■ **REQUIREMENT**:
Without the pictures, repeat the listing character for character.

[Named region outline records]
◇ ◇ ◇ ◇ ◇ ◇ ◇
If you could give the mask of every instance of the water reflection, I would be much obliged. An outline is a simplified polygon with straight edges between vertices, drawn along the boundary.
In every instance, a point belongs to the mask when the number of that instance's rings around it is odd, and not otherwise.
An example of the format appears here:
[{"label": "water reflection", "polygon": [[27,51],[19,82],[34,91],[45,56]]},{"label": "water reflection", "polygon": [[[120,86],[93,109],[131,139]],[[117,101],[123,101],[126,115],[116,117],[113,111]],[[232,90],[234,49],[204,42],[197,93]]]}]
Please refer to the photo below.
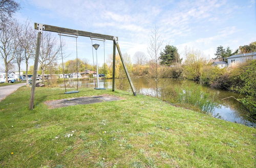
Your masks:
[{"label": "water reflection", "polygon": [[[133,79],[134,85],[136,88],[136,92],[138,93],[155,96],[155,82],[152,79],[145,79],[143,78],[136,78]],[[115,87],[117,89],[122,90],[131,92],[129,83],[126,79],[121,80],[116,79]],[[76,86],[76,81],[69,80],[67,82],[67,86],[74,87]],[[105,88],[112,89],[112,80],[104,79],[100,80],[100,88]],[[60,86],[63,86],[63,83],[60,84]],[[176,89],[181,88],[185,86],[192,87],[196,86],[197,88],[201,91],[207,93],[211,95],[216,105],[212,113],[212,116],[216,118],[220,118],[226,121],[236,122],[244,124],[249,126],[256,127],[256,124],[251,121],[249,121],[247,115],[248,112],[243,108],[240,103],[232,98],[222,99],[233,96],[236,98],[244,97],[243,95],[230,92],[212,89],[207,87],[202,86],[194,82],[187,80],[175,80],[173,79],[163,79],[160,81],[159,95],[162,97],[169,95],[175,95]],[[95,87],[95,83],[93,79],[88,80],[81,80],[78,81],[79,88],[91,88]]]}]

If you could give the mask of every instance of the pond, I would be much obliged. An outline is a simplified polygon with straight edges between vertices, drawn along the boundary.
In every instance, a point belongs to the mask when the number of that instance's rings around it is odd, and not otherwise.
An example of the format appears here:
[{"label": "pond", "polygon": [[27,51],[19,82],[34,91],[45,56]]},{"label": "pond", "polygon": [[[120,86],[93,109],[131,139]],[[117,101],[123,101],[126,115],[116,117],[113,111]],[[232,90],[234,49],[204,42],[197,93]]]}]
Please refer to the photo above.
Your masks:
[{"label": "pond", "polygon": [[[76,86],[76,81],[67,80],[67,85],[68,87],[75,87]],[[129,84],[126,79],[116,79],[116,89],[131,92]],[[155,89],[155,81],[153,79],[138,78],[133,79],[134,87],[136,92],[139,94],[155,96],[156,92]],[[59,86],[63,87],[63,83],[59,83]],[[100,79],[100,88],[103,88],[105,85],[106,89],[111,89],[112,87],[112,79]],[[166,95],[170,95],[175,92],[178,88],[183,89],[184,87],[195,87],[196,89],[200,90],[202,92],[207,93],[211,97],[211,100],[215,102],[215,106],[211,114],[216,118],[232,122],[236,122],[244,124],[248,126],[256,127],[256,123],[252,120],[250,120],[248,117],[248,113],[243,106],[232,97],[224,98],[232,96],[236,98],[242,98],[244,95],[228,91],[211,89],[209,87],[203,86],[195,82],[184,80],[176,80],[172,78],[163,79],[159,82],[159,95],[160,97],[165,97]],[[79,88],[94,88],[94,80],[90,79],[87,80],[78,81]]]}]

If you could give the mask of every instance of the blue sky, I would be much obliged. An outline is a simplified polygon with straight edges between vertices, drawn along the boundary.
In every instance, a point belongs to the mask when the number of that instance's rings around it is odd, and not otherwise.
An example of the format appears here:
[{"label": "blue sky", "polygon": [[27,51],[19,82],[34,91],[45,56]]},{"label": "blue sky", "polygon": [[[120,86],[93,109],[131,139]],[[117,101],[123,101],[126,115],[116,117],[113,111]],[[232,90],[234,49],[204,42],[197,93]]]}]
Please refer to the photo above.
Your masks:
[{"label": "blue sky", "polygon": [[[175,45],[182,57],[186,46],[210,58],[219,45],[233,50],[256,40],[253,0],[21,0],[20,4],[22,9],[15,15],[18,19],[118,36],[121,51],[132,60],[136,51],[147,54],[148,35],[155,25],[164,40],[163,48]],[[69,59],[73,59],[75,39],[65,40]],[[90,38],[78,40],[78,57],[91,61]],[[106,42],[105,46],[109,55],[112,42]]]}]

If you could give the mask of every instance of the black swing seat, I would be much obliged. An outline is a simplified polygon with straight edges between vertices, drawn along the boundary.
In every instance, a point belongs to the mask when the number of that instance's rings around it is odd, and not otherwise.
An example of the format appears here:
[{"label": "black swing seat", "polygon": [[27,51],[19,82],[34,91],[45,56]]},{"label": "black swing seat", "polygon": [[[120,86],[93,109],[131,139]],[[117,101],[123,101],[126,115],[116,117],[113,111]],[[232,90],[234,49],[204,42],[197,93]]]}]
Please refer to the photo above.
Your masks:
◇ ◇ ◇ ◇ ◇ ◇ ◇
■ **OUTPUT OF THE TASK**:
If you could give the mask of every instance of the water reflection, I would be much obliged. An outline is a simplified polygon with straight edges between vertices, drawn along the boundary.
In every instance, a point belongs to the mask when the number of that instance's rings around it is odd, and not otherwise.
An example of the format appears here:
[{"label": "water reflection", "polygon": [[27,51],[19,82],[34,91],[45,56]]},{"label": "water reflection", "polygon": [[[120,86],[93,109],[131,139]],[[117,101],[123,101],[126,115],[116,117],[113,111]],[[232,90],[234,49],[204,42],[197,93]]]}]
Please refer to the photo below.
Your masks:
[{"label": "water reflection", "polygon": [[[133,79],[134,85],[136,88],[136,92],[138,93],[155,96],[155,82],[152,79],[145,79],[143,78],[136,78]],[[115,87],[117,89],[122,90],[131,92],[129,83],[126,79],[121,80],[116,79]],[[76,86],[76,81],[69,80],[67,82],[67,86],[74,87]],[[105,88],[112,89],[112,80],[104,79],[100,80],[100,88]],[[60,86],[63,86],[63,83],[60,84]],[[176,89],[181,88],[185,86],[192,87],[196,86],[197,88],[201,91],[207,93],[211,95],[216,105],[212,113],[212,116],[216,118],[220,118],[226,121],[236,122],[244,124],[249,126],[256,127],[256,124],[251,121],[249,121],[247,115],[248,112],[243,108],[240,103],[232,98],[222,99],[233,96],[236,98],[244,97],[243,95],[230,92],[212,89],[207,87],[202,86],[194,82],[187,80],[175,80],[173,79],[163,79],[160,81],[159,95],[162,97],[169,95],[175,95]],[[95,87],[95,83],[93,79],[88,80],[81,80],[78,81],[79,88],[91,88]]]}]

If you could give the mask of every instance of the pond, I would be much obliged. An outline is a simplified polygon with straight edges between vertices, drawn along the boundary.
In every instance, a point belongs to the mask when the number of that instance's rings around it is odd, and not otherwise.
An example of the format appears here:
[{"label": "pond", "polygon": [[27,51],[19,82],[34,91],[45,56]]},{"label": "pond", "polygon": [[[120,86],[93,109],[131,139]],[[117,101],[123,101],[126,115],[116,117],[113,111]],[[232,90],[234,49],[204,42],[197,93]]]}]
Please refer to the photo above.
Your masks:
[{"label": "pond", "polygon": [[[76,86],[76,81],[67,80],[67,85],[68,87],[75,87]],[[129,84],[126,79],[116,79],[116,89],[131,92]],[[155,89],[155,81],[153,79],[138,78],[133,79],[134,87],[136,92],[139,94],[155,96],[156,92]],[[59,86],[63,87],[63,83],[59,83]],[[100,79],[100,88],[103,88],[105,85],[106,89],[111,89],[112,87],[112,79]],[[166,95],[170,95],[175,92],[178,88],[183,89],[184,87],[195,87],[196,89],[200,90],[202,92],[207,93],[211,97],[211,100],[215,102],[215,106],[211,114],[216,118],[232,122],[236,122],[244,124],[248,126],[256,127],[256,123],[252,120],[250,120],[248,117],[248,113],[243,106],[232,97],[224,98],[232,96],[236,98],[242,98],[244,95],[228,91],[211,89],[209,87],[203,86],[195,82],[184,80],[176,80],[172,78],[163,79],[159,82],[159,95],[160,97],[165,97]],[[79,88],[94,88],[94,80],[90,79],[87,80],[78,81]]]}]

If you could give the mask of every instance of the blue sky, I would be much obliged. An outline is a simplified polygon with straight edges between vertices, drawn along the boundary.
In every instance, a point belongs to the mask when the number of that instance's rings around it is odd, and not otherwise.
An example of the format appears here:
[{"label": "blue sky", "polygon": [[27,51],[19,82],[34,91],[45,56]]},{"label": "blue sky", "polygon": [[[120,86],[93,109],[131,139]],[[117,101],[123,101],[126,115],[116,117],[113,111]],[[232,90],[234,49],[204,42],[197,93]]]}]
Please refer to the photo above.
Your masks:
[{"label": "blue sky", "polygon": [[[175,45],[182,57],[186,46],[210,58],[219,45],[233,50],[256,40],[253,0],[21,0],[20,4],[22,9],[15,15],[18,19],[118,36],[121,51],[132,60],[136,51],[147,54],[148,35],[155,25],[164,40],[163,48]],[[69,59],[73,59],[75,39],[65,40]],[[90,38],[78,40],[78,57],[91,61]],[[106,42],[105,46],[109,55],[112,42]]]}]

If you could give the mask of every instance of the black swing seat, I would be much obliged. An outline is a simplified polygon with straight edges between vertices, drawn along the boundary.
In every instance, a point belongs to the mask when the number of that instance's rings around it is odd, and not otherwise.
An example of the format appears here:
[{"label": "black swing seat", "polygon": [[27,51],[19,82],[34,91],[45,56]]},{"label": "black swing seat", "polygon": [[[120,86],[93,109],[131,139]],[[117,101],[123,101],[126,115],[116,117],[113,111]],[[232,90],[234,49],[204,42],[197,93]]]}]
Please refer to the photo above.
Your masks:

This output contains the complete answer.